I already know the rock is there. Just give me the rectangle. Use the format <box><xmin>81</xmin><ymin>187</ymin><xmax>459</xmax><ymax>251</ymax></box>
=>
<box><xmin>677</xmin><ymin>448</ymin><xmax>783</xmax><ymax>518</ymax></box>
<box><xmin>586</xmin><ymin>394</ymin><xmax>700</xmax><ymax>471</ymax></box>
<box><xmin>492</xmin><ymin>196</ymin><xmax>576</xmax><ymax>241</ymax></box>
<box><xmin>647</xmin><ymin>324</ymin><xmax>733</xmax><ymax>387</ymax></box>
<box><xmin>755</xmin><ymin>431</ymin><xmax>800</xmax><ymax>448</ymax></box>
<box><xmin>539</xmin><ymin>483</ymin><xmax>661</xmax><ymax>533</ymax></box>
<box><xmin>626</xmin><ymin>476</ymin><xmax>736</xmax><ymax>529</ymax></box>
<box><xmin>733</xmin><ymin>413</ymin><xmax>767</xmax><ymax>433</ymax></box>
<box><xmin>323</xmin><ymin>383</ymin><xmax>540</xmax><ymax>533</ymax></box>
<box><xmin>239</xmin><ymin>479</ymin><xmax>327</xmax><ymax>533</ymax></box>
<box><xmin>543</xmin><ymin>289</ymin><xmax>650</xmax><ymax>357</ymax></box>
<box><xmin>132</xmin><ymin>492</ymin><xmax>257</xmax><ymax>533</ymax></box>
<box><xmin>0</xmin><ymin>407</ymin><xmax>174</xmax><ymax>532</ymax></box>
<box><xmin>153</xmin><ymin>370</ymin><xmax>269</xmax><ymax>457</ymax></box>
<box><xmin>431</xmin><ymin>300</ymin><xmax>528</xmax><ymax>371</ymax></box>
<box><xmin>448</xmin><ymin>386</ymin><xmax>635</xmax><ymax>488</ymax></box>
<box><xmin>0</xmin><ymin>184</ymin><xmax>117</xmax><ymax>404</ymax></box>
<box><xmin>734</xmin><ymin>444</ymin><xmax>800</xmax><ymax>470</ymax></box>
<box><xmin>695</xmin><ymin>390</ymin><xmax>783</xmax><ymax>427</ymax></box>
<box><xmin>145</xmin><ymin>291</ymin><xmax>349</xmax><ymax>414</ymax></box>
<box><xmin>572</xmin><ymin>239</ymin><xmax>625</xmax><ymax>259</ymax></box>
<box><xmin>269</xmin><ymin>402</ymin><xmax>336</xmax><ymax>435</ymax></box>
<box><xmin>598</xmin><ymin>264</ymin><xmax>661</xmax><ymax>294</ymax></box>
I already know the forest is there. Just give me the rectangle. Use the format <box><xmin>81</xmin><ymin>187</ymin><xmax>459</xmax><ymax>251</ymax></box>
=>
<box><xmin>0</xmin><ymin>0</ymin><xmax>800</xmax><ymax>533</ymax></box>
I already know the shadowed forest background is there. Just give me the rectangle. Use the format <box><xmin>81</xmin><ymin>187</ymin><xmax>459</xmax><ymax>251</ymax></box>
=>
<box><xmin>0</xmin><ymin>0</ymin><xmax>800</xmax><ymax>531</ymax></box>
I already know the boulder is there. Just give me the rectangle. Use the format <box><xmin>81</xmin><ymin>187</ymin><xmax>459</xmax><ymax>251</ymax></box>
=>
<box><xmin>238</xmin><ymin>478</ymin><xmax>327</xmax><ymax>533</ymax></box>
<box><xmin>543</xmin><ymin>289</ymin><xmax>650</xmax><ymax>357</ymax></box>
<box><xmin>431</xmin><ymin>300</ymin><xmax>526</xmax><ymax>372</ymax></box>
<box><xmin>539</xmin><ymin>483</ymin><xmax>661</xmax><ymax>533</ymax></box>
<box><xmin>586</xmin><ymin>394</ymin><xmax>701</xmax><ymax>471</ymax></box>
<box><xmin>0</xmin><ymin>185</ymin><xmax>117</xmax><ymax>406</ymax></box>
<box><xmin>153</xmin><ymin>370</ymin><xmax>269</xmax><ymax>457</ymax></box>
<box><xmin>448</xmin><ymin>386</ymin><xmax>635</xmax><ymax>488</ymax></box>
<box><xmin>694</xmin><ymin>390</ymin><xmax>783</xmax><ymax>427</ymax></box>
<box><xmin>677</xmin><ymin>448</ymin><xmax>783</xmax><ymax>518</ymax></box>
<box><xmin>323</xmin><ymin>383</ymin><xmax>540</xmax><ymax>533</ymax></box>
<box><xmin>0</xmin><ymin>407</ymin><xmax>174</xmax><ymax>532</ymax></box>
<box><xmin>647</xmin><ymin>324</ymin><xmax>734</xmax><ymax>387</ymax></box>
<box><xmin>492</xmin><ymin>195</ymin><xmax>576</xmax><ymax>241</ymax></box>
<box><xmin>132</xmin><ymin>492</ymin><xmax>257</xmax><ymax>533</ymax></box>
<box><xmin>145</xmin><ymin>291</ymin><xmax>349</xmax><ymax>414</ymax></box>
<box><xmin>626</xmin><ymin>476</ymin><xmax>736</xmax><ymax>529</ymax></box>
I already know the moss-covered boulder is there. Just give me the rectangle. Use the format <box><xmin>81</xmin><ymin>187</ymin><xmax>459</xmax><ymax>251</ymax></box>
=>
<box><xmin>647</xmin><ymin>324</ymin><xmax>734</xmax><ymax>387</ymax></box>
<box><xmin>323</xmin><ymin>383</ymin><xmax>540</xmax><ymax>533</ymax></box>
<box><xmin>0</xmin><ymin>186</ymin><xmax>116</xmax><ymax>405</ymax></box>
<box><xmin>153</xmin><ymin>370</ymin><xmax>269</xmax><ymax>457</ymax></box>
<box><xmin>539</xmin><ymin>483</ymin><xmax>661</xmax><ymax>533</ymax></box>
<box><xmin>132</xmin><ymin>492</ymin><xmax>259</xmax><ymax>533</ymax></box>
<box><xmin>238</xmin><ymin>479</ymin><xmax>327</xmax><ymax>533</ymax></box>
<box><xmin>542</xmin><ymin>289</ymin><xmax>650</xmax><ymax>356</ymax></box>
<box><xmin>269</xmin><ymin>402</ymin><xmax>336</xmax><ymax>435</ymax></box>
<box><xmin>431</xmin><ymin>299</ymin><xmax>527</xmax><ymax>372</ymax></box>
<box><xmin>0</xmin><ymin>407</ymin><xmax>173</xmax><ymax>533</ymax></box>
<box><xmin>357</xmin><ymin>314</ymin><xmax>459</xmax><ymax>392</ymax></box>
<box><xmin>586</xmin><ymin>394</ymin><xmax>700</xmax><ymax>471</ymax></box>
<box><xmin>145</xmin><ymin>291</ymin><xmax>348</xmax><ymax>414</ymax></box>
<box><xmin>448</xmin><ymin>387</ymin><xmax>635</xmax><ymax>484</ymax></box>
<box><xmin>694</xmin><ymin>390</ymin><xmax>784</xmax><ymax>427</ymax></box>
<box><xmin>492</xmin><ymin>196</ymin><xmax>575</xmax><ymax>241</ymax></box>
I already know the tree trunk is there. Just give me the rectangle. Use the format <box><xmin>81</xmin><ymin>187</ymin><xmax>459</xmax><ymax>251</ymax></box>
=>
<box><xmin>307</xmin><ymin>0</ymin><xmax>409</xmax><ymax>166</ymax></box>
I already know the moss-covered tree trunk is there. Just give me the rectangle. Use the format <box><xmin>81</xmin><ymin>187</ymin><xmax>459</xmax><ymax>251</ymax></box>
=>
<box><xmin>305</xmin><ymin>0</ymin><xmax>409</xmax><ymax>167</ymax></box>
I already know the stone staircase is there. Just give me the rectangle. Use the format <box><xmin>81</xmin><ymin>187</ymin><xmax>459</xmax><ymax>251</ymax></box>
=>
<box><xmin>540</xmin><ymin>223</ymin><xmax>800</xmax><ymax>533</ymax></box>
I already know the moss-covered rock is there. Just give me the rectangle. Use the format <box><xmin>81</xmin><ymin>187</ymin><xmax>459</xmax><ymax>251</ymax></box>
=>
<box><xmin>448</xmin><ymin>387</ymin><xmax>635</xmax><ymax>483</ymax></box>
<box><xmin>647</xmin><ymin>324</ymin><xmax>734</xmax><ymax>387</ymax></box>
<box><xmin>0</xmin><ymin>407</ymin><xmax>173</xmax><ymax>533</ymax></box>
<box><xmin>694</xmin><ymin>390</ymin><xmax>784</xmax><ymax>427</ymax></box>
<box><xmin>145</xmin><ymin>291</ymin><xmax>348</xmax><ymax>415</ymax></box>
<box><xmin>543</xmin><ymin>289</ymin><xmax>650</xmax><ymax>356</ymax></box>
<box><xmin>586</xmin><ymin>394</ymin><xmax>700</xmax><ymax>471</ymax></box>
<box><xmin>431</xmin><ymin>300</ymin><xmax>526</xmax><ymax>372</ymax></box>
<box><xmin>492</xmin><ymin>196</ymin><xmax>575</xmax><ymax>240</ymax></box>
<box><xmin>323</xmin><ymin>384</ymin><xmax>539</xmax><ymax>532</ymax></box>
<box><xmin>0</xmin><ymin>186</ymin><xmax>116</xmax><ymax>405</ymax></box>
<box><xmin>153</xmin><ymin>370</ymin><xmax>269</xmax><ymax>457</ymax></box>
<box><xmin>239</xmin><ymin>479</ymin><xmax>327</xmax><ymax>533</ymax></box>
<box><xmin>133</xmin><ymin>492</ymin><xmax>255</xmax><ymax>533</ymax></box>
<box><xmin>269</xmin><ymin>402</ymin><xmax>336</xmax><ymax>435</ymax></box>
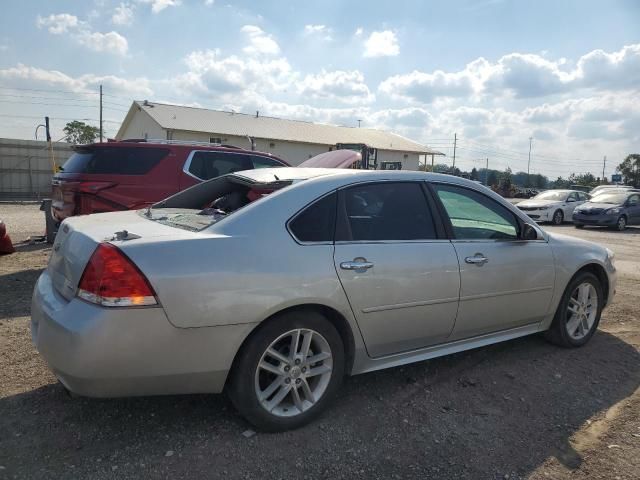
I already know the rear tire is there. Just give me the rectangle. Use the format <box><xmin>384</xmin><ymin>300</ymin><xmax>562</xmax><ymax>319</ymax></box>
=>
<box><xmin>551</xmin><ymin>210</ymin><xmax>564</xmax><ymax>225</ymax></box>
<box><xmin>545</xmin><ymin>272</ymin><xmax>604</xmax><ymax>348</ymax></box>
<box><xmin>613</xmin><ymin>215</ymin><xmax>627</xmax><ymax>232</ymax></box>
<box><xmin>227</xmin><ymin>310</ymin><xmax>345</xmax><ymax>432</ymax></box>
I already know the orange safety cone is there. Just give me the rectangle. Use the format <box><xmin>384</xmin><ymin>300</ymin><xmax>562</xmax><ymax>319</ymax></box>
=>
<box><xmin>0</xmin><ymin>220</ymin><xmax>16</xmax><ymax>255</ymax></box>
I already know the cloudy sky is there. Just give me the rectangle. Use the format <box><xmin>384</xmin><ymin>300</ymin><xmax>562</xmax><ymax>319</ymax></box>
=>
<box><xmin>0</xmin><ymin>0</ymin><xmax>640</xmax><ymax>178</ymax></box>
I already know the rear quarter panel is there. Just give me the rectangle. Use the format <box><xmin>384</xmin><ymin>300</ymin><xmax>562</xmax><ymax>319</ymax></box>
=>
<box><xmin>542</xmin><ymin>233</ymin><xmax>616</xmax><ymax>329</ymax></box>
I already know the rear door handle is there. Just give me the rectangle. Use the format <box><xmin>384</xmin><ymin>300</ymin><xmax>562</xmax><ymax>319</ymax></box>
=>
<box><xmin>340</xmin><ymin>260</ymin><xmax>373</xmax><ymax>270</ymax></box>
<box><xmin>464</xmin><ymin>253</ymin><xmax>489</xmax><ymax>267</ymax></box>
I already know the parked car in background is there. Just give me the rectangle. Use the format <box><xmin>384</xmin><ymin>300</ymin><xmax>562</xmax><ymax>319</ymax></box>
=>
<box><xmin>573</xmin><ymin>189</ymin><xmax>640</xmax><ymax>231</ymax></box>
<box><xmin>517</xmin><ymin>190</ymin><xmax>589</xmax><ymax>225</ymax></box>
<box><xmin>31</xmin><ymin>168</ymin><xmax>616</xmax><ymax>431</ymax></box>
<box><xmin>51</xmin><ymin>140</ymin><xmax>288</xmax><ymax>227</ymax></box>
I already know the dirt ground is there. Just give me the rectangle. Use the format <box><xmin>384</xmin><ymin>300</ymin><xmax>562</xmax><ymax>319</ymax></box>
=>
<box><xmin>0</xmin><ymin>205</ymin><xmax>640</xmax><ymax>479</ymax></box>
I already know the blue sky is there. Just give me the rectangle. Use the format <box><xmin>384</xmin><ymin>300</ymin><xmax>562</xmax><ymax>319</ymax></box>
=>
<box><xmin>0</xmin><ymin>0</ymin><xmax>640</xmax><ymax>178</ymax></box>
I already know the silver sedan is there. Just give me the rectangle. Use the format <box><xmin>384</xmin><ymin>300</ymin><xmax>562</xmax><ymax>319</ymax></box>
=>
<box><xmin>32</xmin><ymin>168</ymin><xmax>616</xmax><ymax>431</ymax></box>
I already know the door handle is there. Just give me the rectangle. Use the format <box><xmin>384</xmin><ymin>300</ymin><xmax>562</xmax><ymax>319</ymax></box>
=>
<box><xmin>340</xmin><ymin>260</ymin><xmax>373</xmax><ymax>270</ymax></box>
<box><xmin>464</xmin><ymin>253</ymin><xmax>489</xmax><ymax>267</ymax></box>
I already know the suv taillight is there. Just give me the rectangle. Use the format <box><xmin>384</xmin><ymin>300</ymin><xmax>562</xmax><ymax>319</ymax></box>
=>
<box><xmin>78</xmin><ymin>243</ymin><xmax>158</xmax><ymax>307</ymax></box>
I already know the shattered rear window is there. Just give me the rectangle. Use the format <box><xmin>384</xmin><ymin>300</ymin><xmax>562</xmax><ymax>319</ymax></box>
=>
<box><xmin>138</xmin><ymin>208</ymin><xmax>227</xmax><ymax>232</ymax></box>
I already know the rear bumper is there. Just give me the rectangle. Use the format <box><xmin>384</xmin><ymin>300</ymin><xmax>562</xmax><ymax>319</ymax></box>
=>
<box><xmin>573</xmin><ymin>213</ymin><xmax>618</xmax><ymax>226</ymax></box>
<box><xmin>31</xmin><ymin>271</ymin><xmax>253</xmax><ymax>397</ymax></box>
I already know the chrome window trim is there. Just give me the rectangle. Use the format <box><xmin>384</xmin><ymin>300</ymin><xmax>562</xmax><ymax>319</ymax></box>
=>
<box><xmin>285</xmin><ymin>190</ymin><xmax>338</xmax><ymax>246</ymax></box>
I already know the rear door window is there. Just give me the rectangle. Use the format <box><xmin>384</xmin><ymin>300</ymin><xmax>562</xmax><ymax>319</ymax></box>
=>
<box><xmin>62</xmin><ymin>147</ymin><xmax>169</xmax><ymax>175</ymax></box>
<box><xmin>336</xmin><ymin>182</ymin><xmax>437</xmax><ymax>242</ymax></box>
<box><xmin>188</xmin><ymin>152</ymin><xmax>253</xmax><ymax>180</ymax></box>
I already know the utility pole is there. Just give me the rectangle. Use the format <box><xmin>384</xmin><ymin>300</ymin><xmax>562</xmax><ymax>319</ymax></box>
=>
<box><xmin>484</xmin><ymin>157</ymin><xmax>489</xmax><ymax>187</ymax></box>
<box><xmin>453</xmin><ymin>133</ymin><xmax>458</xmax><ymax>175</ymax></box>
<box><xmin>100</xmin><ymin>84</ymin><xmax>102</xmax><ymax>143</ymax></box>
<box><xmin>44</xmin><ymin>117</ymin><xmax>57</xmax><ymax>175</ymax></box>
<box><xmin>527</xmin><ymin>137</ymin><xmax>533</xmax><ymax>187</ymax></box>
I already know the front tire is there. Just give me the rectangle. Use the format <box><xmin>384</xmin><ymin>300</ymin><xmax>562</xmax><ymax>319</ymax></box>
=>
<box><xmin>545</xmin><ymin>272</ymin><xmax>604</xmax><ymax>348</ymax></box>
<box><xmin>228</xmin><ymin>311</ymin><xmax>345</xmax><ymax>432</ymax></box>
<box><xmin>551</xmin><ymin>210</ymin><xmax>564</xmax><ymax>225</ymax></box>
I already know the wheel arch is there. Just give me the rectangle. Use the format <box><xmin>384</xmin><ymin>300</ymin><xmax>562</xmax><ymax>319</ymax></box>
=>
<box><xmin>567</xmin><ymin>263</ymin><xmax>610</xmax><ymax>307</ymax></box>
<box><xmin>225</xmin><ymin>303</ymin><xmax>356</xmax><ymax>386</ymax></box>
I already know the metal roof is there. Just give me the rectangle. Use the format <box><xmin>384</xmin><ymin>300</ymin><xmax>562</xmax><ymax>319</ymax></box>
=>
<box><xmin>116</xmin><ymin>101</ymin><xmax>444</xmax><ymax>155</ymax></box>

+ + +

Work instructions
Rescale the data starting with the line containing "I already know the wheel" and going on through the end of the data. Copy out every line, but multiply each box coordinate in the answers by 1.9 and round to whole numbers (halves up), leaving all other lines and numbers unchanged.

The solution
I already know the wheel arch is there. Just give me the rectangle. Use the format <box><xmin>384</xmin><ymin>300</ymin><xmax>562</xmax><ymax>319</ymax></box>
=>
<box><xmin>1077</xmin><ymin>500</ymin><xmax>1159</xmax><ymax>583</ymax></box>
<box><xmin>428</xmin><ymin>576</ymin><xmax>676</xmax><ymax>733</ymax></box>
I already know the metal roof is there. Just give me the rectangle. Use the format <box><xmin>384</xmin><ymin>300</ymin><xmax>562</xmax><ymax>319</ymax></box>
=>
<box><xmin>220</xmin><ymin>192</ymin><xmax>844</xmax><ymax>295</ymax></box>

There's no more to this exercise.